→ CONSIGNE A:
Selon l'extrait consacré à L'homme et la mort, pendant combien de temps l'auteur a-t-il analysé les rites mortuaires ?
→ CONSIGNE B:
Poursuivez l'extrait consacré à L'homme et la mort à partir de sa dernière phrase.

L’homme et la mort (1951)⁠ sera publié la même année où il entre au CNRS comme stagiaire à la section sociologie. Ce premier livre, probablement un exutoire du rapport que l’auteur a déjà eu avec la mort (à sa naissance, durant son enfance et pendant la guerre), est une œuvre transdisciplinaire et historique. Pendant deux ans, il a analysé les rites mortuaires qui apparaissent dès la préhistoire, les manières dont la mort est abordée dans la religion, de même qu’en psychologie, psychanalyse, sociologie, anthropologie, ou encore en poésie et en littérature. De là ressort, à nouveau, un point fondamental de la pensée de Morin : chercher, dans l’esprit de Hegel, à comprendre les paradoxes et non à les rejeter. Comment se fait-il que depuis que l’être humain ait conscience de ce qu’est la mort, celui-ci ne fasse que la craindre et la repousser tout en étant capable de se sacrifier au nom de ceux qu’il aime et protège et ce, que ce soit dans un cadre étroit d’une famille ou pour une cause plus large et ambiguë que peut être un peuple, une patrie ou une idéologie ? « L’être humain, tout en reconnaissant la mort, la nie. C’est le seul animal qui ait conscience de la mort et qui, en même temps, la surmonte grâce au mythe » (2019, p. 38)⁠.

→ DONNÉES FOURNIES:

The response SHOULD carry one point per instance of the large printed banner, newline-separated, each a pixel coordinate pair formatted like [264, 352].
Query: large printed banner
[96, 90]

→ RÉPONSE À L'EXERCICE A:
Pendant deux ans.

→ RÉPONSE À L'EXERCICE B:
1951 va être une année charnière qui marque le début d’Edgar Morin comme chercheur et la fin de son appartenance au parti communiste. En effet, le parti décide de l’exclure au motif d’un article qu’il a publié dans le journal Libération, dont le rédacteur en chef de l’époque est suspecté d’être un agent des services de renseignement français. Il va alors débuter au CNRS « au bas de l’échelle ». Bien que n’ayant pas écrit de doctorat, la commission d’admission considèrera que son ouvrage L’homme et la mort a les qualités requises d’un travail de rechercher et l’intronisera comme chercheur-stagiaire dans la section de sociologie. Son travail ne se limitera toutefois pas à la sociologie et endossera une certaine marginalité. Outre l’intérêt qu’il conserve envers la politique, il va publier sur des domaines aussi divers que l’éducation, le cinéma, la poésie, les romans et bien sûr, sur la pensée complexe...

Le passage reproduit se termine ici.